One of the rarest mammals in the world, a black rhino, was just born in broad daylight at a zoo in England, and the footage is breathtaking.
For such a large newborn, the female calf landed on the soft, sandy floor of its enclosure with surprising aplomb.
In a recent press release, zookeepers at Chester Zoo in Cheshire, England said the calf has barely left her mother's side since she entered the world on Sunday, November 12.
"We'd been eagerly awaiting this birth for 15 long months and, as it's quite unusual for a rhino to give birth in daylight hours, we really didn't expect it to happen right in front of us as we were going about our day," says Chester Zoo's rhino team manager, Emma Evision.
"To witness the calf safely entering the world, in front of our very own eyes, was just the most incredible privilege."
The new rhino has not yet received a name, but her mother is called Zuri. Evison says the calf is healthy, well-fed, and "very inquisitive and full of energy".

Point-per-instance localization data
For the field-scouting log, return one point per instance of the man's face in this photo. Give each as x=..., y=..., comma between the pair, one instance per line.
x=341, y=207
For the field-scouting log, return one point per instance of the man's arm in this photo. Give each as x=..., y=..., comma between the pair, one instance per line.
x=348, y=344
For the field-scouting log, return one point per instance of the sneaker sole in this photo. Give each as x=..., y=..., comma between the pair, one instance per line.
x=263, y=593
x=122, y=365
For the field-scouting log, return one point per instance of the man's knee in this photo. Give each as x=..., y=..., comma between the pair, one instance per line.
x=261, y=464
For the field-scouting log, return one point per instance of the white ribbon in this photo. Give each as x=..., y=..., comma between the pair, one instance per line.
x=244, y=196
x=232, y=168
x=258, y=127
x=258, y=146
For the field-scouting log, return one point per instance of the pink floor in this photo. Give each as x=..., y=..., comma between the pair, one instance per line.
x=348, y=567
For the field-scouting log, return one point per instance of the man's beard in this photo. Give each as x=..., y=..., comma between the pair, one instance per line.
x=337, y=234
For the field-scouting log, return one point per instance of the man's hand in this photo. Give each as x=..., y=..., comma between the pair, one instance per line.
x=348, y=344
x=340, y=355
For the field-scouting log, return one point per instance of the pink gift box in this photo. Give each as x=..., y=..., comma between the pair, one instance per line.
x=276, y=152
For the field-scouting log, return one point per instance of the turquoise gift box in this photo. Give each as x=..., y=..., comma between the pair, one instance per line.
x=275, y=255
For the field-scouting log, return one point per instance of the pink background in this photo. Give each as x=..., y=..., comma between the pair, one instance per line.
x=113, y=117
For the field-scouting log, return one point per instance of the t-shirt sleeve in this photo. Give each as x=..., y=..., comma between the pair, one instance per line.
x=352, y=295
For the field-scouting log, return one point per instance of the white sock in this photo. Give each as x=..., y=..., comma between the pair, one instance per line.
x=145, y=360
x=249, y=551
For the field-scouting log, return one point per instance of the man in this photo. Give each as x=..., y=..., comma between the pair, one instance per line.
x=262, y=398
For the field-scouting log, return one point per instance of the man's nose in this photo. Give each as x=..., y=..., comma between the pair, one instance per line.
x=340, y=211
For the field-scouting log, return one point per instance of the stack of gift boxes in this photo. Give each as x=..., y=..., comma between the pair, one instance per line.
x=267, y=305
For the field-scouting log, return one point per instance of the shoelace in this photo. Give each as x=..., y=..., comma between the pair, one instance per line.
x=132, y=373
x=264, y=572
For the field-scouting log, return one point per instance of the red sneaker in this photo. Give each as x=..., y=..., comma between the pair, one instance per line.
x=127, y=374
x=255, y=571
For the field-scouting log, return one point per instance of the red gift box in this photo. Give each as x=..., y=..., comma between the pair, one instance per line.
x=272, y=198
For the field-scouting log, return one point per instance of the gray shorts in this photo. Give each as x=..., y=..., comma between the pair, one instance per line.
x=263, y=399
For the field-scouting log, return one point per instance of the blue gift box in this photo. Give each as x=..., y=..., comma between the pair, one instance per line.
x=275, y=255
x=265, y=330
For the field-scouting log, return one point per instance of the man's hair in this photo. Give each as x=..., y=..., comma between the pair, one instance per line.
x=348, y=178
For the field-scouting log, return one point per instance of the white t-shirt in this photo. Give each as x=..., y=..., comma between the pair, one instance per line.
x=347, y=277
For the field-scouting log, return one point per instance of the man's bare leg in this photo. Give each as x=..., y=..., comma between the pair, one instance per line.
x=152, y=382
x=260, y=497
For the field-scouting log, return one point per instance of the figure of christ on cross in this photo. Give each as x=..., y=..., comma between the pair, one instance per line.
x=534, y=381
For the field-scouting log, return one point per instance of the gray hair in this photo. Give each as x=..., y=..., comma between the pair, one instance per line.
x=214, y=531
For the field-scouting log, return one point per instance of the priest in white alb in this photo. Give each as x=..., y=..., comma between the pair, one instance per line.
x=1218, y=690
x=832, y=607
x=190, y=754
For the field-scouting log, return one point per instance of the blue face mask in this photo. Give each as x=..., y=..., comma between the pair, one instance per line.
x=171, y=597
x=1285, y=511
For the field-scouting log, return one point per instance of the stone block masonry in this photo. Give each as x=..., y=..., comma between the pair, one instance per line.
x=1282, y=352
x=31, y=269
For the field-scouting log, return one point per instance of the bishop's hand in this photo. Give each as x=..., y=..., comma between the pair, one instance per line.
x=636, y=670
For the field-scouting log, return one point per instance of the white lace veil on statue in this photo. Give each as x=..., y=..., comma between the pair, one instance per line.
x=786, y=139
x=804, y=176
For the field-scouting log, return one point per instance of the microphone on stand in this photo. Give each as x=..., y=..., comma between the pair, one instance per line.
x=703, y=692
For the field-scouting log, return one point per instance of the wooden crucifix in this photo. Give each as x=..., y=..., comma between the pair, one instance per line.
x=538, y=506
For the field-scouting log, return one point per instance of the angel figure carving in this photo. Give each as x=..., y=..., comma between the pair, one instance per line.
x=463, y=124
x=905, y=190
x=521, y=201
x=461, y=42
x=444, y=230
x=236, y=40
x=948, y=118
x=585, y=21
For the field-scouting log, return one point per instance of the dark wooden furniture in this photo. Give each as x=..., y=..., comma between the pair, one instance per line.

LIST OF TASKS:
(A) Transcribe the rhino birth article, everything from "One of the rarest" down to "Sunday, November 12.".
(B) According to the rhino birth article, on what day and date did the calf enter the world?
(C) Rewrite the paragraph of the rhino birth article that begins "In a recent press release" in a shorter form, keeping its main facts.

RESULTS:
(A)
One of the rarest mammals in the world, a black rhino, was just born in broad daylight at a zoo in England, and the footage is breathtaking.
For such a large newborn, the female calf landed on the soft, sandy floor of its enclosure with surprising aplomb.
In a recent press release, zookeepers at Chester Zoo in Cheshire, England said the calf has barely left her mother's side since she entered the world on Sunday, November 12.

(B) Sunday, November 12.

(C) A press release from keepers at Chester Zoo in Cheshire, England said the calf, born Sunday, November 12, has barely left her mother's side.